■ Stated task
Quote verbatim the lines from the beginning of the records through the line containing "328,59 -> 820,387", including that line. Leave out the pictures.

(Box annotations for photos)
---+---
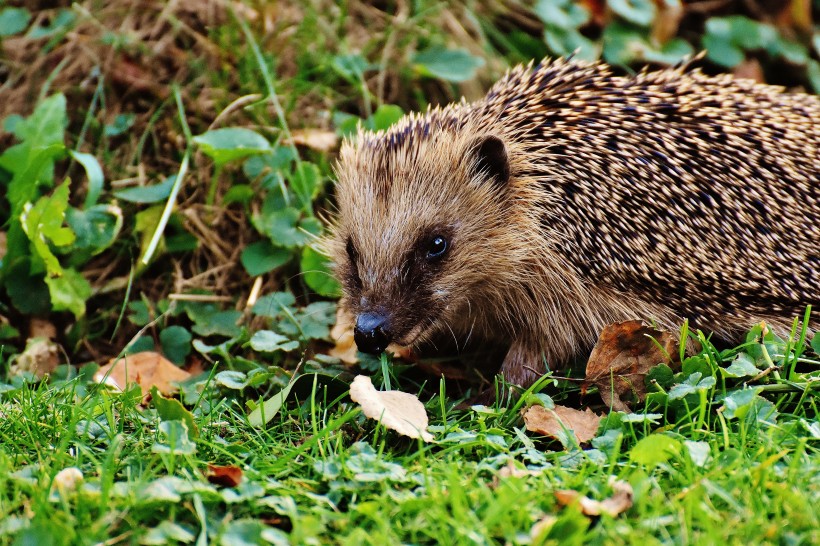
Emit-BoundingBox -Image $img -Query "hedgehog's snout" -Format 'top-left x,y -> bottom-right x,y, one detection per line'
353,313 -> 391,354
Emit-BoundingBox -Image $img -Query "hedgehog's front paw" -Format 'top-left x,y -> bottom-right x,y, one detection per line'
501,341 -> 546,389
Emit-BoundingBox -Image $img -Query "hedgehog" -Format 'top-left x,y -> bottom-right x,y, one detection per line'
328,59 -> 820,387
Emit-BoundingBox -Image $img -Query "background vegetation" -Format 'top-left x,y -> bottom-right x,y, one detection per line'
0,0 -> 820,544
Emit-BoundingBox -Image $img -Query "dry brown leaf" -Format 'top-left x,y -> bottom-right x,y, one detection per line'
350,375 -> 433,442
94,351 -> 191,396
9,337 -> 62,379
586,320 -> 680,412
524,406 -> 601,444
554,480 -> 632,517
291,129 -> 339,153
207,464 -> 242,487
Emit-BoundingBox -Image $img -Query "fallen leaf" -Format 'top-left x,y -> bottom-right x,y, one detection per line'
94,351 -> 191,397
9,337 -> 62,379
207,464 -> 242,487
291,129 -> 339,153
524,406 -> 601,444
586,320 -> 680,412
49,466 -> 83,502
28,318 -> 57,340
350,375 -> 433,442
554,480 -> 632,517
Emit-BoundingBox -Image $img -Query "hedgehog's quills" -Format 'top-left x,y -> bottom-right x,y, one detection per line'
330,56 -> 820,386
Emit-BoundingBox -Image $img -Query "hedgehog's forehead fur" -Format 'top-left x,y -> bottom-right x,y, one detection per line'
337,109 -> 532,281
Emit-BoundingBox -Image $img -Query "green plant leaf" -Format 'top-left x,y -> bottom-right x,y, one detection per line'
669,372 -> 717,400
159,326 -> 192,364
239,241 -> 293,277
0,7 -> 31,38
248,373 -> 298,427
45,269 -> 91,319
66,205 -> 123,254
151,418 -> 196,455
629,434 -> 681,467
250,330 -> 299,353
20,181 -> 76,276
192,311 -> 242,338
68,150 -> 105,209
192,127 -> 272,165
413,47 -> 484,82
300,246 -> 342,298
289,161 -> 322,211
721,353 -> 760,377
114,174 -> 177,203
151,387 -> 199,441
606,0 -> 656,27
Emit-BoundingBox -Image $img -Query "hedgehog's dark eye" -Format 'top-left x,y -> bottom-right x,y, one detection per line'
427,235 -> 447,260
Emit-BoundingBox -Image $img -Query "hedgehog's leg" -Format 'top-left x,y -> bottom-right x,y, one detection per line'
501,340 -> 546,389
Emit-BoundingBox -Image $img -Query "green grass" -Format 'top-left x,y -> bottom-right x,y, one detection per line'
0,330 -> 820,544
0,0 -> 820,545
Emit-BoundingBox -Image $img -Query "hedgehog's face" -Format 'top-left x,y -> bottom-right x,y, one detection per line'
333,129 -> 510,353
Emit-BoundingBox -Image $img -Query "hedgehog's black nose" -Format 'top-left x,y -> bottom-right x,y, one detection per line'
353,313 -> 390,355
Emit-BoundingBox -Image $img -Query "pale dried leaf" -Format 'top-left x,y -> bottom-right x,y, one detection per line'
524,406 -> 601,444
94,351 -> 191,396
350,375 -> 433,442
9,337 -> 62,379
291,129 -> 339,153
554,480 -> 632,517
586,320 -> 680,412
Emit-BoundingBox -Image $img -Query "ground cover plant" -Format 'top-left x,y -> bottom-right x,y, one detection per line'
0,0 -> 820,544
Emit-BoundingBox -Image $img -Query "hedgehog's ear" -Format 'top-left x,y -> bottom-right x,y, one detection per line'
472,135 -> 510,186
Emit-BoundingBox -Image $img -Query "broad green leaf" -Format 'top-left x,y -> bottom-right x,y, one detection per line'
193,127 -> 272,165
192,311 -> 242,338
629,434 -> 681,467
66,205 -> 123,254
721,353 -> 760,377
289,161 -> 322,211
253,292 -> 296,318
219,519 -> 266,546
721,387 -> 762,419
20,181 -> 75,276
159,326 -> 192,364
45,269 -> 91,319
214,370 -> 248,391
364,104 -> 404,131
413,47 -> 484,82
606,0 -> 656,27
68,150 -> 105,209
669,372 -> 717,400
250,330 -> 299,353
114,174 -> 177,203
300,246 -> 342,297
248,374 -> 297,427
151,418 -> 196,455
0,7 -> 31,38
103,113 -> 137,138
140,520 -> 196,545
239,240 -> 293,277
151,387 -> 199,441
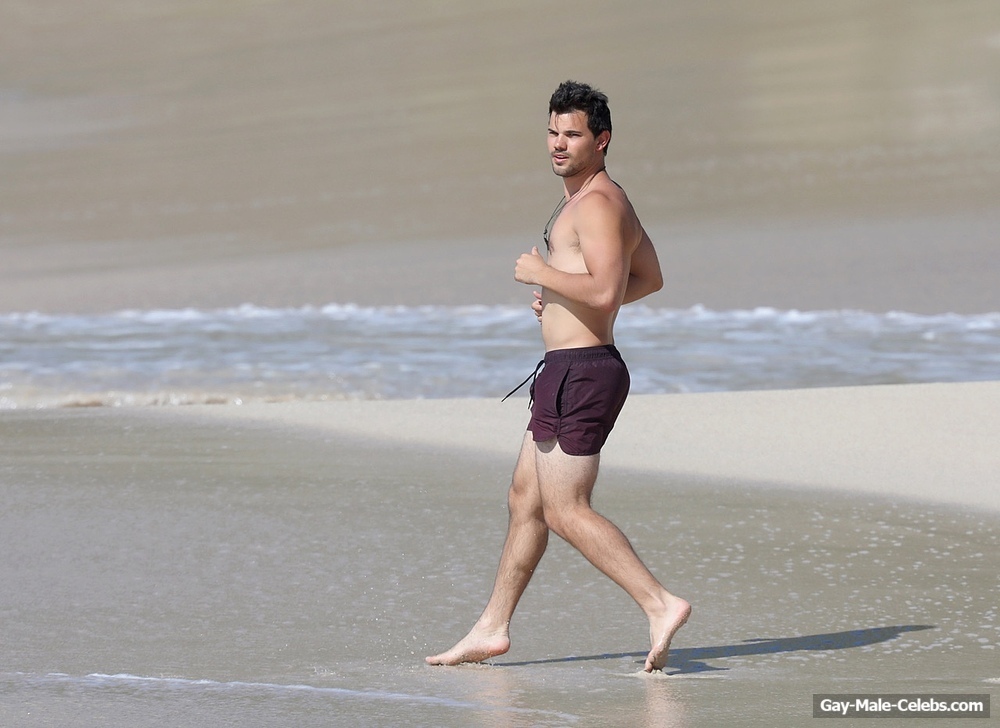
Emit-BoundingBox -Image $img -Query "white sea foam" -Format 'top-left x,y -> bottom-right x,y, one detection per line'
0,304 -> 1000,408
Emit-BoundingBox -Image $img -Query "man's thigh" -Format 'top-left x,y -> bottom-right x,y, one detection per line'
534,439 -> 601,508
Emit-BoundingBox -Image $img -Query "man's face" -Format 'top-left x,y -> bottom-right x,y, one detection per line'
549,111 -> 610,177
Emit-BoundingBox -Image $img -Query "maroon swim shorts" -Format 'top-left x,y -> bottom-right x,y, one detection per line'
528,346 -> 629,455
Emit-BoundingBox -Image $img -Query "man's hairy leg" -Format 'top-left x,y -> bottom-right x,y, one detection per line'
535,440 -> 691,672
426,432 -> 549,665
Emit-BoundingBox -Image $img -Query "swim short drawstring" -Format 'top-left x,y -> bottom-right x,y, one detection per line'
500,359 -> 545,409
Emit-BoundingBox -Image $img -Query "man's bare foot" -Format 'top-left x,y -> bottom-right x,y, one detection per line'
645,597 -> 691,672
424,628 -> 510,665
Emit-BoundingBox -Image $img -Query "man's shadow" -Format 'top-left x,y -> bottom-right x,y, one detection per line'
504,624 -> 934,674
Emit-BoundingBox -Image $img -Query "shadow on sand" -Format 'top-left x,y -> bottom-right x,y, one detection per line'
493,624 -> 934,674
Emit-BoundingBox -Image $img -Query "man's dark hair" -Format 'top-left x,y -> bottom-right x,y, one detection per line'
549,81 -> 611,154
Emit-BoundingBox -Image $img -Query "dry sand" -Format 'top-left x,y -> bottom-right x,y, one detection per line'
0,0 -> 1000,726
0,0 -> 1000,313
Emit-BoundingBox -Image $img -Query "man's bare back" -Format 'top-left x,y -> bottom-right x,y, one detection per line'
426,81 -> 691,672
514,112 -> 663,351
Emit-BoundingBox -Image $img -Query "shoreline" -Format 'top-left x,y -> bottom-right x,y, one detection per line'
166,381 -> 1000,511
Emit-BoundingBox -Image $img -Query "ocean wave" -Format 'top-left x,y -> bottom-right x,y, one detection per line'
0,304 -> 1000,409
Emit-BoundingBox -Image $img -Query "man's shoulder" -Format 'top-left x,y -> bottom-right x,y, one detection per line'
576,182 -> 629,217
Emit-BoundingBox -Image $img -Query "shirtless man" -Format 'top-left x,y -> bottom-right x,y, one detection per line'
427,81 -> 691,672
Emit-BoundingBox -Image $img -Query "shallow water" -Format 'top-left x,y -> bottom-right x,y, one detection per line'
0,305 -> 1000,409
0,408 -> 1000,728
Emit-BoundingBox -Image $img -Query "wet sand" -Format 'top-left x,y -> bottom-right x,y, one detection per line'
0,400 -> 1000,726
0,0 -> 1000,727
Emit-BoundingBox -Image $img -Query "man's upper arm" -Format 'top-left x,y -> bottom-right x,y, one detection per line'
625,230 -> 663,303
576,194 -> 629,308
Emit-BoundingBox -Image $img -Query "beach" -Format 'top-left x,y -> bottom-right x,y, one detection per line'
0,0 -> 1000,728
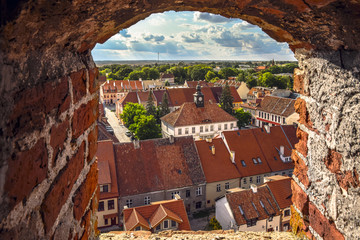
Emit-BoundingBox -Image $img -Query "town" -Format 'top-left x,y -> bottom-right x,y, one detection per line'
96,61 -> 299,232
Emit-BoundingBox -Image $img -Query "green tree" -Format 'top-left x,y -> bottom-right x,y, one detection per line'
146,90 -> 156,116
220,82 -> 234,114
234,108 -> 251,129
209,216 -> 222,230
120,102 -> 146,127
129,115 -> 161,140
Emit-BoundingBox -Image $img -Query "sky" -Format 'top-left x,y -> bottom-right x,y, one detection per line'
92,11 -> 296,61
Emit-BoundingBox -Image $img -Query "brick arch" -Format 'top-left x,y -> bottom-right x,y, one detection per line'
0,0 -> 360,239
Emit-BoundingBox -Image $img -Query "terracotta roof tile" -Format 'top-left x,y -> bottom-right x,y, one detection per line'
161,102 -> 237,126
195,138 -> 241,183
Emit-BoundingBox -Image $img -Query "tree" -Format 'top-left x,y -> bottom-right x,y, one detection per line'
146,90 -> 156,116
209,216 -> 222,230
220,82 -> 234,114
129,115 -> 161,140
234,108 -> 251,129
120,102 -> 146,127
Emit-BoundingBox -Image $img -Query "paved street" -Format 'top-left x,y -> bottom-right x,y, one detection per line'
105,106 -> 131,142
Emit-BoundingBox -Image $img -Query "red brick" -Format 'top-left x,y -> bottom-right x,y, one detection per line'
41,143 -> 85,232
70,69 -> 86,103
5,138 -> 48,209
87,126 -> 98,162
309,203 -> 345,240
73,162 -> 98,221
291,150 -> 310,188
291,181 -> 309,215
89,68 -> 99,94
50,119 -> 70,166
72,98 -> 99,138
295,128 -> 309,157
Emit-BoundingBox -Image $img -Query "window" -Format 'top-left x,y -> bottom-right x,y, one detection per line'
164,220 -> 169,228
284,209 -> 290,217
98,201 -> 104,212
171,191 -> 180,199
108,200 -> 115,210
126,199 -> 132,207
195,187 -> 202,196
256,176 -> 261,183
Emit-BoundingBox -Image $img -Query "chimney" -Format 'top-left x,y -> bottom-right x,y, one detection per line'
250,184 -> 257,193
211,145 -> 215,155
264,125 -> 270,133
230,151 -> 235,164
280,146 -> 284,156
133,139 -> 140,149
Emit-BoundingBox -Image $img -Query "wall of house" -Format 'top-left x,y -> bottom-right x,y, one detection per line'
206,178 -> 240,208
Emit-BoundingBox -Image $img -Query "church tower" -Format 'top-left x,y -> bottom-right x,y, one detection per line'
194,84 -> 204,107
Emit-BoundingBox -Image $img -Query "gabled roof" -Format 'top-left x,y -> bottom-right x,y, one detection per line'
123,199 -> 191,231
195,138 -> 241,183
161,102 -> 237,127
225,185 -> 281,226
95,140 -> 119,199
114,136 -> 205,197
258,96 -> 295,117
266,177 -> 292,209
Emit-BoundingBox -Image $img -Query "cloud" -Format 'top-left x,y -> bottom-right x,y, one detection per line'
194,12 -> 233,23
181,33 -> 204,43
143,34 -> 165,42
119,29 -> 131,38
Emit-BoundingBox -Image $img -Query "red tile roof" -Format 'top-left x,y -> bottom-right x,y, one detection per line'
161,102 -> 237,127
195,138 -> 241,183
114,136 -> 205,197
266,177 -> 292,209
95,140 -> 119,199
225,186 -> 281,226
123,199 -> 191,231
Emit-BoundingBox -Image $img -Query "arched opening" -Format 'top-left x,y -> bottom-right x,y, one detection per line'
0,0 -> 360,239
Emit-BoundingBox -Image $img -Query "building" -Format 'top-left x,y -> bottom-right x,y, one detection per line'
123,199 -> 191,232
161,85 -> 237,139
96,140 -> 119,229
195,138 -> 241,208
114,137 -> 206,217
215,185 -> 281,232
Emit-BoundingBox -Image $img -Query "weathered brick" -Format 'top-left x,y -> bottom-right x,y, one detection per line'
295,128 -> 309,157
50,119 -> 70,166
72,98 -> 99,138
70,69 -> 86,103
89,68 -> 99,94
41,143 -> 85,233
73,162 -> 98,221
291,181 -> 309,215
87,126 -> 98,162
5,138 -> 48,208
309,203 -> 345,240
291,150 -> 310,188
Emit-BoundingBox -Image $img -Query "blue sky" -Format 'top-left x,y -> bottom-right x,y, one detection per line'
92,11 -> 296,61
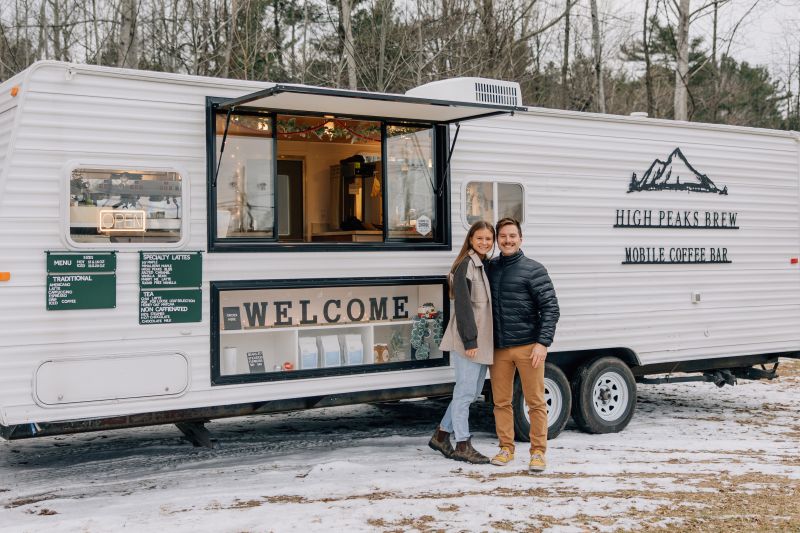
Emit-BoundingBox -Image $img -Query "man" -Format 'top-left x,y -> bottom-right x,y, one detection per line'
488,218 -> 559,472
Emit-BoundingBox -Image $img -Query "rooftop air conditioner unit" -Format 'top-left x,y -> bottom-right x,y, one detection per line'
---+---
■ The result
Emit-BoundingBox -Image $img -Query "hedgehog's snout" -Format 'top-left x,y -> bottom-right x,y, one detection per line'
353,313 -> 391,354
Emit-BoundingBox -Image $img -Query "hedgehog's front paw" -Format 'top-left x,y -> bottom-right x,y, one detection per line'
501,341 -> 546,389
Emit-BoundingBox -Image $img -Query "hedgehog" -Format 'top-left x,y -> bottom-right x,y, one detection per line'
328,59 -> 820,387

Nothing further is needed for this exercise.